**** SOURCE EXTRACT ****
SALT LAKE CITY — Some Utah lawmakers want to make it a crime to intentionally cough on a first responder or correctional worker while they are on the duty.
But others say it would be difficult to determine the intent of a bodily function that has mostly been considered involuntary.
Sen. Karen Mayne, D-West Valley City, said the law already covers exposure to bodily fluids, but she wants to add coughing because people have “aggressively” coughed on police officers claiming they have the coronavirus.
The proposed law would include exposure to “airborne droplets of another individual who is infected with COVID-19 or another infectious disease that may cause Severe Acute Respiratory Syndrome.”
“This is pandemic related. It is infectious disease related,” said Rep. Eric Hutchings, R-Kearns, who along with Mayne is sponsoring the legislation.
Hutchings said the intent of the law is to ensure someone is not using a cough as a “weapon” to disrupt law enforcement.
“Let’s say we were protesting and we decided we wanted we really wanted cause issues, you just start coughing on everybody intentionally. If the have to all go quarantine, you could take out hundreds of first responders in a night if you wanted to,” he said.
Salt Lake City Police Chief Mike Brown said a teenager police took into custody recently spit at and coughed on a sergeant and four officers while claiming to be infected with the coronavirus. All of them had to be taken off the street to be tested and isolated
“It usually takes out four or five officers at a time, half a squad,” he said.
Brown, however, couldn’t say if any officers have become infected with COVID-19 as a result of being coughed on. But, he said, whether infected or not, the quarantine is the same.
As originally proposed Tuesday at the Law Enforcement and Criminal Justice Interim Committee meeting, the bill makes it a class B misdemeanor to intentionally direct a cough at a public safety worker who is on the job. It would become a class A misdemeanor if the person is infected with the virus and knows he or she is infected.
Members of the committee, however, removed that section from the bill before voting to move it to the full Legislature for consideration in a special session Thursday.
Hutchings and Mayne said they would work through the language in the bill before it reaches the floor for a vote.
“This goes into a whole new territory that we haven’t been in, and that is a body function that is largely involuntary,” said Rep. Kim Coleman, R-West Jordan.
Coleman said people can make themselves cough, but coughing is mostly involuntary. She said determining whether a cough is intentional is “highly subjective” and judgment call on the part of a first responder.
“We don’t even have a demonstrable risk. I think that if this was a serious enough concern, our chiefs would probably know right off their head how many people have actually suffered illness for this type of contraction,” she said. “We’re having a response to a situation where we have either no data or data that might contradict the level of response this bill is seeking.”
Rep. Kelly Miles, R-South Ogden, said the “bottom line is we’re criminalizing coughs. It has nothing to do with COVID.”
Miles said the law should criminalize the act of disrupting law enforcement, not coughing.
****
## [WORK INSTRUCTION]
In the article about the proposed Utah coughing law, rewrite the passage starting at "But others say" and ending at "have the coronavirus.", with "bodily function" changed to "physical reflex".
**** DATA SUPPLIED ****
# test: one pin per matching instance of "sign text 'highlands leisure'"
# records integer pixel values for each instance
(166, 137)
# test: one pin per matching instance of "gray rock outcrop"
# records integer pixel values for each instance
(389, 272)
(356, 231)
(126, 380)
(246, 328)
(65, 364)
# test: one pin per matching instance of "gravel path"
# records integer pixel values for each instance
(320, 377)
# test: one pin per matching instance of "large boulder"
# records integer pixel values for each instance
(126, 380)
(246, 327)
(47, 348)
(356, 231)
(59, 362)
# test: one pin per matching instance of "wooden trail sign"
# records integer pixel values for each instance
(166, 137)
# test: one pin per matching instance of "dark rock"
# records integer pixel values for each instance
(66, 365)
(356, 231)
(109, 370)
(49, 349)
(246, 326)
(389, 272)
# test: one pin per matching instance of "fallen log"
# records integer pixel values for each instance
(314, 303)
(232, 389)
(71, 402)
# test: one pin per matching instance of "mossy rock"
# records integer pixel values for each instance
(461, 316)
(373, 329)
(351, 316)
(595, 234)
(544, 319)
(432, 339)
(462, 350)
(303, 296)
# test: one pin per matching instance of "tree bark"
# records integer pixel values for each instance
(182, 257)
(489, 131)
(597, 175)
****
**** DATA SUPPLIED ****
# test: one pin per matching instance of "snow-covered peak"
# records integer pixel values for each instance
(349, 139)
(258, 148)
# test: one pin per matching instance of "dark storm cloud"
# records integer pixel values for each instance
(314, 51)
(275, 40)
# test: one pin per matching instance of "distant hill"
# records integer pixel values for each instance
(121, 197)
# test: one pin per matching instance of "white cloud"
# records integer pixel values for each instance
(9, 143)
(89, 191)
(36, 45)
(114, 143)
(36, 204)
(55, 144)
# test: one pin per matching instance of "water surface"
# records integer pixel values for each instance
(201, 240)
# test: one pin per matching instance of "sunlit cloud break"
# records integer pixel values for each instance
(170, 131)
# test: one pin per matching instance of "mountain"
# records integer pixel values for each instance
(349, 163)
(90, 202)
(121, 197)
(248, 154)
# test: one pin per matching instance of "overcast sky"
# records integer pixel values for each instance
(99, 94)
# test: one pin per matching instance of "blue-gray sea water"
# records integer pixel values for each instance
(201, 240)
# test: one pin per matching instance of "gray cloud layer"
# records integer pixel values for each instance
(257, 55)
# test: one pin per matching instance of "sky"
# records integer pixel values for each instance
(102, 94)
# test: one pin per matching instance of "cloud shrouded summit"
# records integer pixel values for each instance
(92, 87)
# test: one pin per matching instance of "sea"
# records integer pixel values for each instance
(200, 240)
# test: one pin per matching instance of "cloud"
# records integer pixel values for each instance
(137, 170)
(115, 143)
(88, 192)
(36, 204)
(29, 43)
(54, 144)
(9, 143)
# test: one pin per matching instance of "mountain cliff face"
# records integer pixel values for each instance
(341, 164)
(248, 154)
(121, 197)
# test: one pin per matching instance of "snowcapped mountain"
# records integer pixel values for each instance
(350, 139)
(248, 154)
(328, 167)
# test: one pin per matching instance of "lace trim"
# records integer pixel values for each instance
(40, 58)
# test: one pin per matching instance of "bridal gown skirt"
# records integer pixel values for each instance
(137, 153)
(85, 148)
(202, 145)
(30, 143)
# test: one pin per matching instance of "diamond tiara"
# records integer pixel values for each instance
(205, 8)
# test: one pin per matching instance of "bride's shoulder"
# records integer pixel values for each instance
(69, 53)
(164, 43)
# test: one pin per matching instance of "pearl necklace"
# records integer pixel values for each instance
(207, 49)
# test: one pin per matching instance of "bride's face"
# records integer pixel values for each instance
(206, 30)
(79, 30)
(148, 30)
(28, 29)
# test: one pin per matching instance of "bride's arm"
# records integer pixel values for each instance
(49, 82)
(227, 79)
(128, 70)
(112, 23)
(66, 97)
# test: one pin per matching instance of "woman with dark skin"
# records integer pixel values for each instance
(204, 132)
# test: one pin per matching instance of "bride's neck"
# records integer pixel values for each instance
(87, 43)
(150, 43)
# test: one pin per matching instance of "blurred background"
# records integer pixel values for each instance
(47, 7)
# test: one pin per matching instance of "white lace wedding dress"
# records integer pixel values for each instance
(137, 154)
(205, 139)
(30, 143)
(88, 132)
****
## [RESULT]
But others say it would be difficult to determine the intent of a physical reflex that has mostly been considered involuntary.
Sen. Karen Mayne, D-West Valley City, said the law already covers exposure to bodily fluids, but she wants to add coughing because people have “aggressively” coughed on police officers claiming they have the coronavirus.